Provided text:

(begin)

Luis Marcelo Torres (born 6 November 1997) is an Argentine professional footballer who plays as a forward for Akritas Chlorakas, on loan from Pafos.

Club career

Boca Juniors
A graduate of the Boca Juniors football academy, having joined the club in 2012, Torres signed his first professional contract in December 2016, aged 19. Earlier in the month, he had led Boca's reserve side to victory in the Superclásico, scoring twice in a 2–0 win over River Plate. He ended the season as the reserve league's top goalscorer, with 14 goals.

Loans to Talleres Córdoba & Banfield
In August 2017, Torres joined fellow Primera División side Talleres Córdoba, signing on a season-long loan with the club retaining the option of purchase. He made a goalscoring debut for the club on 26 August, coming off the bench to score in a 5–2 league win over Lanús. His time at the club was marred by injury, however, and at the end of the season he left to join Banfield on a further loan.

(end)

Direction 1: Could you condense the paragraph beginning "A graduate of the Boca Juniors" in the Torres biography into a short bulleted list of its main facts?
Direction 2: Can you carry the Torres biography forward, picking up right after its final sentence?

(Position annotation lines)
(begin)

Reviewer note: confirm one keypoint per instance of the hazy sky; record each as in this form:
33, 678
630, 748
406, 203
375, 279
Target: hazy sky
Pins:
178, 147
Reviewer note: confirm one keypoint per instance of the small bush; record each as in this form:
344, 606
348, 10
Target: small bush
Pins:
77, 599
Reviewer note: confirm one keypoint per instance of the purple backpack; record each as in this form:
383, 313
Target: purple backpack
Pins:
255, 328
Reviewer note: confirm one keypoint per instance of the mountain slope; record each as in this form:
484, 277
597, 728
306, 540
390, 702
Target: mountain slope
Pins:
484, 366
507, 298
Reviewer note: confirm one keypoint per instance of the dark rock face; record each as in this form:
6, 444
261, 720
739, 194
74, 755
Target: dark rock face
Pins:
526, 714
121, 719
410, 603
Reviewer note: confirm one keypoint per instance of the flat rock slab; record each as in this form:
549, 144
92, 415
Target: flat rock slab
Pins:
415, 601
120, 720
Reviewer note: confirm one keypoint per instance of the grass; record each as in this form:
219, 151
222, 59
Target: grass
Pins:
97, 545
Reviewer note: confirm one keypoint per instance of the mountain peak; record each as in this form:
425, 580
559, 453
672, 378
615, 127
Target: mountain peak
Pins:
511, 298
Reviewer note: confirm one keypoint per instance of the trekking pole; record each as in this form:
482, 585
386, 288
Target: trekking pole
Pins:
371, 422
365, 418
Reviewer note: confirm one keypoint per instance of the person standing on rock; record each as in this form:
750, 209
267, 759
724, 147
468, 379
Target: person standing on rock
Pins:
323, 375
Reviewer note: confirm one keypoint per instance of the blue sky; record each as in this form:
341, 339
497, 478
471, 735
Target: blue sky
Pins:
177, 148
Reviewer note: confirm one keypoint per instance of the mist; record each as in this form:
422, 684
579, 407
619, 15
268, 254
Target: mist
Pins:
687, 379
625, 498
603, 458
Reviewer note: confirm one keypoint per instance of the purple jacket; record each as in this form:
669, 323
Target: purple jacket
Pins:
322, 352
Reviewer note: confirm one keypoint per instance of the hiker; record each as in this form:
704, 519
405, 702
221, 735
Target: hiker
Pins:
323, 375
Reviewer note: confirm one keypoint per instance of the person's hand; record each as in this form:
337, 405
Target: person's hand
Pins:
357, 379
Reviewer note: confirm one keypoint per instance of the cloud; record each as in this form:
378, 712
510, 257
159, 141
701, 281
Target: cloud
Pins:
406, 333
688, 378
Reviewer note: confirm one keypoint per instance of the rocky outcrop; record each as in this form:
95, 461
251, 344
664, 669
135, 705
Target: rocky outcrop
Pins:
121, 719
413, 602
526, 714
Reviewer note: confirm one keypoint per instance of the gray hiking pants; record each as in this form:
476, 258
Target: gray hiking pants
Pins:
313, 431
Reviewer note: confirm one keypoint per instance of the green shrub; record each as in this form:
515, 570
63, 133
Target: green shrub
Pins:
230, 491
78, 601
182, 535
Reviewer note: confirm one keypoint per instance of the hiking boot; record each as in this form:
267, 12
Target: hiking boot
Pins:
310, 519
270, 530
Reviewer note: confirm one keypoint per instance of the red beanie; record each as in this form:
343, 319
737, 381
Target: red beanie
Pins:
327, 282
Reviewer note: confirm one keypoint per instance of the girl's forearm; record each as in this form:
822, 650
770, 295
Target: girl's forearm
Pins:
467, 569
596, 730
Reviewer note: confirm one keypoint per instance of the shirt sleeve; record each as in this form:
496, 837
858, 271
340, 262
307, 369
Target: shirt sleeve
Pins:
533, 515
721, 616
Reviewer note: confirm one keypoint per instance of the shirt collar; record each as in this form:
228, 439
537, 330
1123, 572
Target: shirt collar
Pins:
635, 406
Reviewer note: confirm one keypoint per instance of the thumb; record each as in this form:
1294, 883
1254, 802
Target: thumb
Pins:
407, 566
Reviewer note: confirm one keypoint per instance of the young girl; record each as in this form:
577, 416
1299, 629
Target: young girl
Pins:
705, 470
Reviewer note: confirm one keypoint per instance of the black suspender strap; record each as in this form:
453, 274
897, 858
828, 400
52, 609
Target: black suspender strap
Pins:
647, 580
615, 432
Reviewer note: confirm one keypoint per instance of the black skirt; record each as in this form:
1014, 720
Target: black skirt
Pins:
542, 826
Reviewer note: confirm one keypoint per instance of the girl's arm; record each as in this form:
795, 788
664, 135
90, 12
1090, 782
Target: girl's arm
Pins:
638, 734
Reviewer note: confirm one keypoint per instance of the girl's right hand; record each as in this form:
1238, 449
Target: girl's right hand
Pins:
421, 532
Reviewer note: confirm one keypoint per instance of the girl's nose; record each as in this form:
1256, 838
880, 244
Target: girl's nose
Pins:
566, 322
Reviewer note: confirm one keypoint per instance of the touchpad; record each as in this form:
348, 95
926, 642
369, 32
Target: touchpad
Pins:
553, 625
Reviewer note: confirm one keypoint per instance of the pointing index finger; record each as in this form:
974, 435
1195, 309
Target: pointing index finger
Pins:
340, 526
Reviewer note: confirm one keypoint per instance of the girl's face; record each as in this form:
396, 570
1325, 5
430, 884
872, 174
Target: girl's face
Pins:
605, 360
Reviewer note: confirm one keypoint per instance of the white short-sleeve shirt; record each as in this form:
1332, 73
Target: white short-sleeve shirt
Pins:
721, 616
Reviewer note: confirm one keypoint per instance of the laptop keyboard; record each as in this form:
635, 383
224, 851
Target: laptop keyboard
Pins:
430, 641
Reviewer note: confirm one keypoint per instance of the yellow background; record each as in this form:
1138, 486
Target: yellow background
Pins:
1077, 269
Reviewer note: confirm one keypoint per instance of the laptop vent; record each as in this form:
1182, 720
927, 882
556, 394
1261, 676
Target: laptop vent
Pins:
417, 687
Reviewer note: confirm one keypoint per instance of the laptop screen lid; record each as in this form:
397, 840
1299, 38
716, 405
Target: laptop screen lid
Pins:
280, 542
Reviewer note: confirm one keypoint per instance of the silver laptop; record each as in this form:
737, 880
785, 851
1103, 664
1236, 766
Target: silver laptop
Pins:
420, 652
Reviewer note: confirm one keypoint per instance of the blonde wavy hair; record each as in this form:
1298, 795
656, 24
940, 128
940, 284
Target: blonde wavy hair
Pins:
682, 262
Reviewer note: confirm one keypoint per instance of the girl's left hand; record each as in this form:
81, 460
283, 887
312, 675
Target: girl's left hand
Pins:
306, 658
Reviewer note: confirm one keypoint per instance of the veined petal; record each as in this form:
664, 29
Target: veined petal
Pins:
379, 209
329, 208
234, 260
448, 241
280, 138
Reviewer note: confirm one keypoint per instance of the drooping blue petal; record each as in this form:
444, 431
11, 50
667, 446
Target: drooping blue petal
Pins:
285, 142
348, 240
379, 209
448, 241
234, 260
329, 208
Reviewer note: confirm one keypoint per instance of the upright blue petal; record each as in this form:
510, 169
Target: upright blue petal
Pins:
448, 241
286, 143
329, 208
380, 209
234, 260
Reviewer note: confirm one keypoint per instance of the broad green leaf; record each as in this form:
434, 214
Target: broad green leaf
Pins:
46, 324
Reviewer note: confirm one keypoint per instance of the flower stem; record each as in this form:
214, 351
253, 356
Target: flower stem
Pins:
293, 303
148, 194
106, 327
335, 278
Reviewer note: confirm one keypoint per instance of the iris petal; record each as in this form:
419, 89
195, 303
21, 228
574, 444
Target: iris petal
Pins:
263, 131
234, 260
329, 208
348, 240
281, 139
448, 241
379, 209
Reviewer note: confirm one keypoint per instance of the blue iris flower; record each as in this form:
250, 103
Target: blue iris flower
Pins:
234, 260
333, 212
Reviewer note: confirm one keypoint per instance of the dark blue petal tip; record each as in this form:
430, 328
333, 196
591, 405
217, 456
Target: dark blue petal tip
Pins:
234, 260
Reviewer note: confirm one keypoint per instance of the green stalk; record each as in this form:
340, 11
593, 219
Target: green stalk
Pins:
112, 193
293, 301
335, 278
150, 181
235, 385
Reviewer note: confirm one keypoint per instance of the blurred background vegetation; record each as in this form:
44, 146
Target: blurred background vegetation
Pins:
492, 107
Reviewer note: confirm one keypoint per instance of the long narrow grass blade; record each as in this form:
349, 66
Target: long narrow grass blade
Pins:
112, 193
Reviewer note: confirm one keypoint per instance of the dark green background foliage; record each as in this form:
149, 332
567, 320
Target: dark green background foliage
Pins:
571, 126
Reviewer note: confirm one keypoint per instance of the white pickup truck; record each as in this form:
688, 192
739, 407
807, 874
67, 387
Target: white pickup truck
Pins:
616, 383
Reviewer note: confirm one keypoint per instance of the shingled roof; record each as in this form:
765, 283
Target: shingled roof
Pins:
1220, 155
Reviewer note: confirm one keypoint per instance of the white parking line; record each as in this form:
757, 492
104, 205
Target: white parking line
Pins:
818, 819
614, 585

(end)

Exercise response 1:
- Joined the Boca Juniors academy in 2012
- Signed his first professional contract in December 2016, aged 19
- Earlier that month, scored twice as Boca's reserve side beat River Plate 2–0 in the Superclásico
- Finished the season as the reserve league's top goalscorer with 14 goals

Exercise response 2:
Pafos and loans
On 13 September 2020, Pafos announced the signing of Torres.
On 17 June 2022, Riga announced the loan of Torres until the end of the season.
On 24 January 2023, Akritas Chlorakas announced the return of Torres on loan until the end of the season.

International career

Argentina national youth teams
Torres made his international debut for Argentina at youth level in 2017 and represented his nation at the 2017 Campeonato Sudamericano Sub-20, ending as the tournament's joint-top scorer with five goals in seven appearances. Later that year, he took part in the FIFA U-20 World Cup and scored twice before Argentina were eliminated from the group stages.

Career statistics

Club
 

1 Includes Copa Argentina matches.
2 Includes Copa Sudamericana matches.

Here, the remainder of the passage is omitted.